## Exercise input
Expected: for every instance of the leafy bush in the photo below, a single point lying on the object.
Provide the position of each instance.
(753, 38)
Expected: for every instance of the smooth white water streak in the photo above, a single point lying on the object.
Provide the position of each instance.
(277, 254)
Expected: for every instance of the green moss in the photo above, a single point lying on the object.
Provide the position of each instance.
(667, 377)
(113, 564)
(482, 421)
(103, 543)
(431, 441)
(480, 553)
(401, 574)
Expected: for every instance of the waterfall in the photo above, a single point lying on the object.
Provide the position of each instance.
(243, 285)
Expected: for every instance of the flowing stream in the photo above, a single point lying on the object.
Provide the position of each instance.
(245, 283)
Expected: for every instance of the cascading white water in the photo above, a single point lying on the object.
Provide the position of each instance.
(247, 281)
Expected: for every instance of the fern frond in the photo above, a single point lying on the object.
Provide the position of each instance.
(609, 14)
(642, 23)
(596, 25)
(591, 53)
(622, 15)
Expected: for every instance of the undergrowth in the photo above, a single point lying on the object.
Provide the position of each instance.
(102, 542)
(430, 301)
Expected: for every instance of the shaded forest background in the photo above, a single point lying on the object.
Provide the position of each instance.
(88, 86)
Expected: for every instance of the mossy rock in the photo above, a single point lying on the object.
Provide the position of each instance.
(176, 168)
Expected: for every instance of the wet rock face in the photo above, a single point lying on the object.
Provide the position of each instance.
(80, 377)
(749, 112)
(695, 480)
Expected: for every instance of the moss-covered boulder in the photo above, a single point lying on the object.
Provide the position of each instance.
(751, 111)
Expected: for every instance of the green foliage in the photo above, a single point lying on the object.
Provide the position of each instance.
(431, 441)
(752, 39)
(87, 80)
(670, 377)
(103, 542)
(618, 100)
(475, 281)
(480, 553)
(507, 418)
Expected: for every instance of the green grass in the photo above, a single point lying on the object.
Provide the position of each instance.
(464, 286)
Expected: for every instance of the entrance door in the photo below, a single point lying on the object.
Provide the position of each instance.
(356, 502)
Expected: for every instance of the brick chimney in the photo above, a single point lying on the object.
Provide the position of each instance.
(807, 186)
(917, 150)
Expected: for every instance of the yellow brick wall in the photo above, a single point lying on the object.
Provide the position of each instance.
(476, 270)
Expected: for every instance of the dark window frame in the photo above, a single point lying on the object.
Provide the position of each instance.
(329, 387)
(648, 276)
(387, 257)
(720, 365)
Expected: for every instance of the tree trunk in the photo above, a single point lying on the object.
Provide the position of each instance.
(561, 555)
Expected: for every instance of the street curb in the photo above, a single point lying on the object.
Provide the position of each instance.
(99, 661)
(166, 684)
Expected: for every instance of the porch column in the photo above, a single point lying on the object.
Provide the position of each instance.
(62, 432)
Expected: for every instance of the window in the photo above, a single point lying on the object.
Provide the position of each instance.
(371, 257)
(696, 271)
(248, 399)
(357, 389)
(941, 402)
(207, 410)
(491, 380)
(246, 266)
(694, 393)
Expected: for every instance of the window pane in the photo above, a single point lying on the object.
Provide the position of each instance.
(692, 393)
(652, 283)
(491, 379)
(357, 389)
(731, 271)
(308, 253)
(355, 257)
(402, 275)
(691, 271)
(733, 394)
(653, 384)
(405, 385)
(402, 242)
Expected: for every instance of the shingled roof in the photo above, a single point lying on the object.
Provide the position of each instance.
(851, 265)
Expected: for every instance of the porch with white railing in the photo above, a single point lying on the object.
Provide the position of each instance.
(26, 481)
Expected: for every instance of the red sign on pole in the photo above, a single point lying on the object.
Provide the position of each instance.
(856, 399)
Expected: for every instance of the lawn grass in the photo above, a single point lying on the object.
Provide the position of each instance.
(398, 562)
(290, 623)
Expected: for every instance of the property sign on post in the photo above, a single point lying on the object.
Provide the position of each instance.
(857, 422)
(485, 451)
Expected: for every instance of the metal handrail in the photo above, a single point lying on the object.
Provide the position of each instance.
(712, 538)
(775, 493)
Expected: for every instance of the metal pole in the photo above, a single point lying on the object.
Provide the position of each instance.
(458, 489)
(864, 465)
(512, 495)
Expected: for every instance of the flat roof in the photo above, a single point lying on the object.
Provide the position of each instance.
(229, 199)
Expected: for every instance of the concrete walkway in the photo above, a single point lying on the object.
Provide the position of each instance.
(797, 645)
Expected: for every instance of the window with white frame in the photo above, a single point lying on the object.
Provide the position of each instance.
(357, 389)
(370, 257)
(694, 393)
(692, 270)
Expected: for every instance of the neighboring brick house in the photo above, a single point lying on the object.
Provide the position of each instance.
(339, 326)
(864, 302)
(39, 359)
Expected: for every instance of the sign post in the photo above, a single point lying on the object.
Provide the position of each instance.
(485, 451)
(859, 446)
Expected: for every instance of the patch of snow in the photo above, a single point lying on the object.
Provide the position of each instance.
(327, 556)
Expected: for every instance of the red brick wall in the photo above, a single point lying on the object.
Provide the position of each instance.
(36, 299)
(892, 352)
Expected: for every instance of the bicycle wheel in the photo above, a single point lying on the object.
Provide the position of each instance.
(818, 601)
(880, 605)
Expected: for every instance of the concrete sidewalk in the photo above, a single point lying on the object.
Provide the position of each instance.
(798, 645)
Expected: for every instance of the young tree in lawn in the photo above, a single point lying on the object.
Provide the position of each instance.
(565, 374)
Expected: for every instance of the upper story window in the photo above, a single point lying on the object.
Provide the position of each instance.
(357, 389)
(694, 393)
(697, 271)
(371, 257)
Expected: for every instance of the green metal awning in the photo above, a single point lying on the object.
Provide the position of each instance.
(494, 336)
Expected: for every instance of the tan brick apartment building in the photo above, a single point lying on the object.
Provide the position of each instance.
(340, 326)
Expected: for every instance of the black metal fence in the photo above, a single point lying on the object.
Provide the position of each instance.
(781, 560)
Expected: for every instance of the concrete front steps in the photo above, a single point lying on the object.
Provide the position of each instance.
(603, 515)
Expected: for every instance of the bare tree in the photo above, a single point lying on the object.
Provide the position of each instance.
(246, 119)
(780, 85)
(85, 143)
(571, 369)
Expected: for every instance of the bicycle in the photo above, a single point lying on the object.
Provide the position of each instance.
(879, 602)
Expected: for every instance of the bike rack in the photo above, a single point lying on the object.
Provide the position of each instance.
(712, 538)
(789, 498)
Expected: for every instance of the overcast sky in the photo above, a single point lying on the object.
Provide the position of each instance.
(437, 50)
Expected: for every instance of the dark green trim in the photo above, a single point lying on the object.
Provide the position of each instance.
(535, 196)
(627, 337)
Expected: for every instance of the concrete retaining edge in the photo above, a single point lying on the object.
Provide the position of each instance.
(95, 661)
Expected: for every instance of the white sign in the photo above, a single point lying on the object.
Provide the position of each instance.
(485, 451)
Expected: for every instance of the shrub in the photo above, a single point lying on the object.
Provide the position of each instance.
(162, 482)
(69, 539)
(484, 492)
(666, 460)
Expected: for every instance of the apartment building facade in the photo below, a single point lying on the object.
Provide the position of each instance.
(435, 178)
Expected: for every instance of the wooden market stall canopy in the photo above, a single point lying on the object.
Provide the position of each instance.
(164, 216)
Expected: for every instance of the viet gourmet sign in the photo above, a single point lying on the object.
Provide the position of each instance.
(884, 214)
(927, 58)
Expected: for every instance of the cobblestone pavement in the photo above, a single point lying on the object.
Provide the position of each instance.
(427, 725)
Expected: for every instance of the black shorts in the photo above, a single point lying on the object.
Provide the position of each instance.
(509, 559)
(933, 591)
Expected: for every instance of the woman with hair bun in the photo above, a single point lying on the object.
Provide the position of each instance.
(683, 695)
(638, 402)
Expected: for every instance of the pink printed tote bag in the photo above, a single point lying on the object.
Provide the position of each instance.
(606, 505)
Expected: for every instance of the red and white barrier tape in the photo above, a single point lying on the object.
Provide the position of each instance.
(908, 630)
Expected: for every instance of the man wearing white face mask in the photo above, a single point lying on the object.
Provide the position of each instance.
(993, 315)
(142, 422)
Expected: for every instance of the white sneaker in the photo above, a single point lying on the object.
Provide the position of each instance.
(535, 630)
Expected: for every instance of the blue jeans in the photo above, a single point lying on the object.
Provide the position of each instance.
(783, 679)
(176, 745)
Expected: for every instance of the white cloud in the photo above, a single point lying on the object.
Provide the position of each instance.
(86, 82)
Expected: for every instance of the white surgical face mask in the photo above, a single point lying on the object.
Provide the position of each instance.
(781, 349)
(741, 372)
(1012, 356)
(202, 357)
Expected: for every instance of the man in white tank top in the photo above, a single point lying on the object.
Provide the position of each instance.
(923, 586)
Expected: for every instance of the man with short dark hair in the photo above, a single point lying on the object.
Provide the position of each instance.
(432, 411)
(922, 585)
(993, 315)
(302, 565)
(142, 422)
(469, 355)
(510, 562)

## Instructions for the task
Beginning of the records through the line with "Expected: for every instance of the green moss": return that span exactly and stop there.

## The completed task
Expected: for every instance of the leafy bush in the photo below, a single point lying on the object.
Provide the position of each instance.
(753, 38)
Expected: for every instance of the smooth white water streak in the photo above, a single point lying on the object.
Provide the position of each instance.
(277, 254)
Expected: for every instance of the green moss in the photo above, a single point lying on the object.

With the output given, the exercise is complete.